- _Excerpted text_
····················

Cumulative mortality in the IP and IM sham vaccinated controls reached between 57.1 and 60.8% (Table 1). First challenge mortality in vaccinated fish was delayed by approximately 2 or 4 days for IP-vaccinated and IM-vaccinated fish, respectively. In contrast, cumulative mortality in the IP VLP vaccinated groups reached only 20.7 and 20.8% in the duplicate tanks, and cumulative mortality in the IM VLP vaccinated groups reached only 7.7 and 13.0% in the duplicate tanks, respectively (Table 1). This represents a relative percent survival at the end of the study [(RPSend) Amend, 1981] for vaccinated fish ranging from 63.6 to 86.5% with the IM route being the more effective (Table 1). The data indicate that the plant-made VLPs, even in the absence of immune promoting adjuvant, can significantly protect sea bass against NNV.


Table 1. Cumulative mortality (%) and relative percent survival (RPSend) for IP and IM administered VLP vaccine.


Several vaccine candidates against NNV have been developed but none has been commercialized yet. However, the expanding world population and overfishing of the oceans has led to a growing demand for farmed fish, making it a very high value industry. NNV causes mortality rates up to 99% particularly in juvenile stages and is a significant impediment to expanding aquaculture and food security, particularly in the Mediterranean region, thus the interest in a prophylactic treatment such as a vaccine, is high (Lin et al., 2007). The aim of this study was to investigate the feasibility of making a plant-produced NNV VLP vaccine. Initial experiments involved transiently expressing ACNNV VLPs in N. benthamiana plants and optimizing their expression level, purification and stability. The transiently expressed NNV VLPs accumulate to relatively high levels in plants within 4-6 dpi and yields of 10 mg purified VLPs/Kg fresh weight leaf tissue could be obtained. As an alternative, the use of tobacco BY-2 cells in culture as a production system was also investigated. The results showed that it is possible to produce lines of cells expressing the ACNNV coat protein and that the protein assembled into VLPs. However, as the yield was relatively low, subsequent characterisation was carried out on the VLPs purified from N. benthamiana leaves.

····················

- _Assignment A_
In the NNV vaccine text, why was later characterization done on virus-like particles purified from N. benthamiana leaves instead of those from tobacco BY-2 cells? Answer in one to three sentences.
- _Assignment B_
Answer these questions from the NNV vaccine text, one per line:
(i) What cumulative mortality did the IP and IM sham-vaccinated controls reach?
(ii) What yield of purified virus-like particles per kilogram of fresh leaf tissue could be obtained?
(iii) By about how many days was first challenge mortality delayed in IM-vaccinated fish?
- _Assignment C_
Transcribe the part of the NNV vaccine text starting at "Cumulative mortality in the IP and" and ending at "bass against NNV.".
The records are not needed for the tasks.

····················

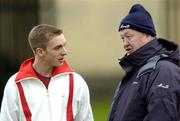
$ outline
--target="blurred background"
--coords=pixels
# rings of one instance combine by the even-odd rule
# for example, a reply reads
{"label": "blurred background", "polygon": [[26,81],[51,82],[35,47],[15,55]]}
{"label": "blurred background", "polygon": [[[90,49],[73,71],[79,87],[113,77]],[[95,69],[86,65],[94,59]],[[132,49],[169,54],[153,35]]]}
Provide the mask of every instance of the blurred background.
{"label": "blurred background", "polygon": [[119,22],[135,3],[151,13],[157,37],[180,43],[180,0],[0,0],[0,101],[10,75],[33,56],[31,28],[52,24],[64,30],[67,60],[89,86],[95,121],[105,121],[123,76]]}

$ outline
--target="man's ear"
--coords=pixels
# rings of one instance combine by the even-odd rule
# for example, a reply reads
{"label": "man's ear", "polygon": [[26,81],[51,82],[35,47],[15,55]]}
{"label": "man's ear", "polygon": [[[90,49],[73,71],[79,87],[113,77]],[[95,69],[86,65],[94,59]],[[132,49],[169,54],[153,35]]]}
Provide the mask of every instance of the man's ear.
{"label": "man's ear", "polygon": [[36,54],[39,56],[43,56],[45,53],[45,51],[42,48],[36,48],[35,51],[36,51]]}

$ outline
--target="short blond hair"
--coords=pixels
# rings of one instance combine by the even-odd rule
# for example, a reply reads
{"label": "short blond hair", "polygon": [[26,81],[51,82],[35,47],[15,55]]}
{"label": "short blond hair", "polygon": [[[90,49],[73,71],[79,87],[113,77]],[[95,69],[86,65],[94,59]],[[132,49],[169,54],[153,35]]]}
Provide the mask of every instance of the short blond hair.
{"label": "short blond hair", "polygon": [[61,35],[63,30],[48,24],[40,24],[32,28],[29,33],[28,41],[32,51],[36,48],[46,50],[47,43],[55,36]]}

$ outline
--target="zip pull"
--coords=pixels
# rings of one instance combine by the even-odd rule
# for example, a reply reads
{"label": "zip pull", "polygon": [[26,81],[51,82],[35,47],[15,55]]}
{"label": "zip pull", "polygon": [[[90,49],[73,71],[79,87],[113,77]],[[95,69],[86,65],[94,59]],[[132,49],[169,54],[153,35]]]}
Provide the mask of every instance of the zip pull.
{"label": "zip pull", "polygon": [[47,94],[47,96],[49,97],[49,91],[48,91],[48,89],[46,90],[46,94]]}

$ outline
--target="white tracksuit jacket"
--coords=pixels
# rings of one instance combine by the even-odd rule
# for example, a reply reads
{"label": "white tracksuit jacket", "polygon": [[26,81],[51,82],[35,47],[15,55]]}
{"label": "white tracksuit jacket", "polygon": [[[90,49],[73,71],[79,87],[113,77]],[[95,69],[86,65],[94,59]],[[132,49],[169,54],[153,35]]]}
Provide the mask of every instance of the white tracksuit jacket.
{"label": "white tracksuit jacket", "polygon": [[33,58],[26,60],[8,80],[0,121],[94,121],[89,89],[79,74],[65,62],[54,70],[47,89],[35,75],[32,62]]}

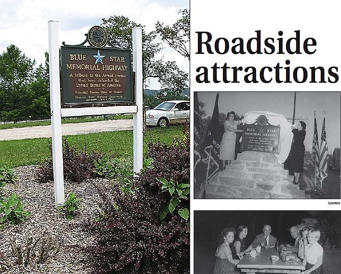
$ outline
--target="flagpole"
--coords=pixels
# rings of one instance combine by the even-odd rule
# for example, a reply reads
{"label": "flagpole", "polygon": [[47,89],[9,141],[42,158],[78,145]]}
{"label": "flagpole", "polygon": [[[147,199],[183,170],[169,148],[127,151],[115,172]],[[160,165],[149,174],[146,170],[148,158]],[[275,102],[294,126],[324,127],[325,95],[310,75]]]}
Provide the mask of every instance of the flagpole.
{"label": "flagpole", "polygon": [[[323,128],[324,128],[324,127],[326,126],[326,125],[325,124],[325,121],[326,121],[326,112],[325,112],[325,111],[323,111],[323,124],[322,124],[322,127],[323,127],[322,131],[323,131]],[[322,142],[322,138],[321,138],[321,142]],[[326,142],[326,141],[325,141],[325,142]],[[326,157],[327,157],[327,156],[326,156]],[[322,181],[323,181],[324,179],[324,178],[323,178],[322,180],[320,180],[320,189],[321,190],[321,193],[322,193]]]}
{"label": "flagpole", "polygon": [[[314,122],[315,121],[315,119],[316,119],[316,111],[314,111]],[[315,125],[314,125],[315,126]],[[315,129],[314,129],[315,130]],[[314,178],[315,179],[315,182],[314,183],[314,190],[316,191],[316,155],[314,156]]]}
{"label": "flagpole", "polygon": [[203,199],[205,199],[206,196],[206,185],[207,184],[207,180],[208,179],[208,172],[210,169],[210,163],[211,161],[211,151],[212,151],[212,146],[210,146],[210,154],[208,156],[208,161],[207,161],[207,168],[206,169],[206,179],[205,181],[204,185],[204,193],[203,193]]}

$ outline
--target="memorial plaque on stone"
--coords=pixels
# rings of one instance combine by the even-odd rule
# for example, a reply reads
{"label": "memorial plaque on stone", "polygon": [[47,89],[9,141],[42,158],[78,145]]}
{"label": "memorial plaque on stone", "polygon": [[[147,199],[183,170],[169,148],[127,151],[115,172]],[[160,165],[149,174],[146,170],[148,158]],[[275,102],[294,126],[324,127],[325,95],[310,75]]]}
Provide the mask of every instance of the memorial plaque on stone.
{"label": "memorial plaque on stone", "polygon": [[63,107],[133,104],[130,51],[62,47]]}
{"label": "memorial plaque on stone", "polygon": [[280,129],[279,126],[270,124],[264,115],[259,117],[253,124],[245,124],[242,151],[278,154]]}

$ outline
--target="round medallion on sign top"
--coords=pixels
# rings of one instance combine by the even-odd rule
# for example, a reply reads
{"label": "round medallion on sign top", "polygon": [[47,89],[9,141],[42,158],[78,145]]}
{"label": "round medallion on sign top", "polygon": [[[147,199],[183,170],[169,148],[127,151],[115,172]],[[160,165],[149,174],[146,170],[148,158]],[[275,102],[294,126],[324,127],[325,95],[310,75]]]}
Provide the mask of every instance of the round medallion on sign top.
{"label": "round medallion on sign top", "polygon": [[102,47],[106,44],[108,36],[104,29],[99,25],[93,26],[88,33],[89,42],[95,47]]}
{"label": "round medallion on sign top", "polygon": [[257,124],[260,126],[265,126],[268,122],[268,119],[265,115],[260,115],[257,118]]}

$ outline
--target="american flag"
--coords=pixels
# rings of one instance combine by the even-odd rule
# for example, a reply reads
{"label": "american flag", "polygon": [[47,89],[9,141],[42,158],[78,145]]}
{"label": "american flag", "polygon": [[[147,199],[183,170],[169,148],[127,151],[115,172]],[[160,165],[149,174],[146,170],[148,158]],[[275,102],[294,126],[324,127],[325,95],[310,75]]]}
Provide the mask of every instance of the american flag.
{"label": "american flag", "polygon": [[326,141],[325,121],[326,113],[325,113],[324,117],[323,117],[323,124],[322,124],[322,134],[321,136],[321,149],[320,150],[320,181],[321,184],[324,178],[328,176],[327,172],[328,146]]}
{"label": "american flag", "polygon": [[317,123],[314,112],[314,131],[312,139],[312,149],[311,149],[311,158],[315,166],[315,178],[320,176],[320,147],[319,147],[319,135],[317,132]]}

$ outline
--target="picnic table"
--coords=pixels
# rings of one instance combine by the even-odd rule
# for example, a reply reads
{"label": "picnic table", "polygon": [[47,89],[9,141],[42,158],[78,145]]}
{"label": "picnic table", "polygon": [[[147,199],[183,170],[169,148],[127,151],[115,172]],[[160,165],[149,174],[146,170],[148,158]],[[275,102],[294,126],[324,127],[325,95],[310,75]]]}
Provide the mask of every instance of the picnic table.
{"label": "picnic table", "polygon": [[278,256],[278,253],[275,248],[265,249],[262,248],[261,252],[257,253],[255,258],[245,255],[237,267],[242,272],[252,274],[254,273],[300,273],[304,270],[301,261],[296,262],[282,262],[280,258],[272,264],[270,259],[271,255]]}

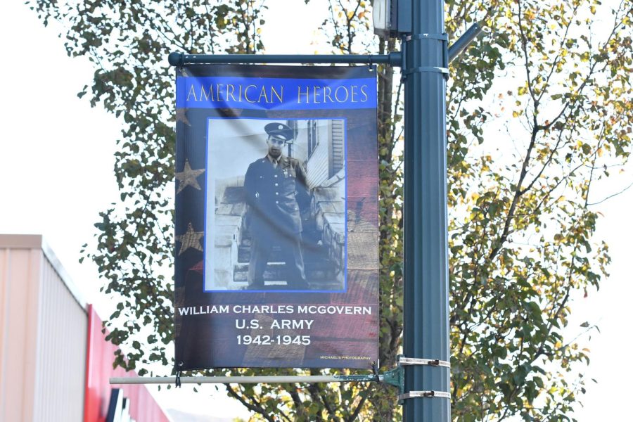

····················

- _Task result A_
The tobacco BY-2 cell lines could express the ACNNV coat protein, and the protein did assemble into virus-like particles. However, the yield from those cells was relatively low. For that reason, later characterization used particles purified from N. benthamiana leaves.

- _Task result B_
(i) Between 57.1 and 60.8%.
(ii) 10 mg of purified virus-like particles per kg of fresh weight leaf tissue.
(iii) About 4 days.

- _Task result C_
Cumulative mortality in the IP and IM sham vaccinated controls reached between 57.1 and 60.8% (Table 1). First challenge mortality in vaccinated fish was delayed by approximately 2 or 4 days for IP-vaccinated and IM-vaccinated fish, respectively. In contrast, cumulative mortality in the IP VLP vaccinated groups reached only 20.7 and 20.8% in the duplicate tanks, and cumulative mortality in the IM VLP vaccinated groups reached only 7.7 and 13.0% in the duplicate tanks, respectively (Table 1). This represents a relative percent survival at the end of the study [(RPSend) Amend, 1981] for vaccinated fish ranging from 63.6 to 86.5% with the IM route being the more effective (Table 1). The data indicate that the plant-made VLPs, even in the absence of immune promoting adjuvant, can significantly protect sea bass against NNV.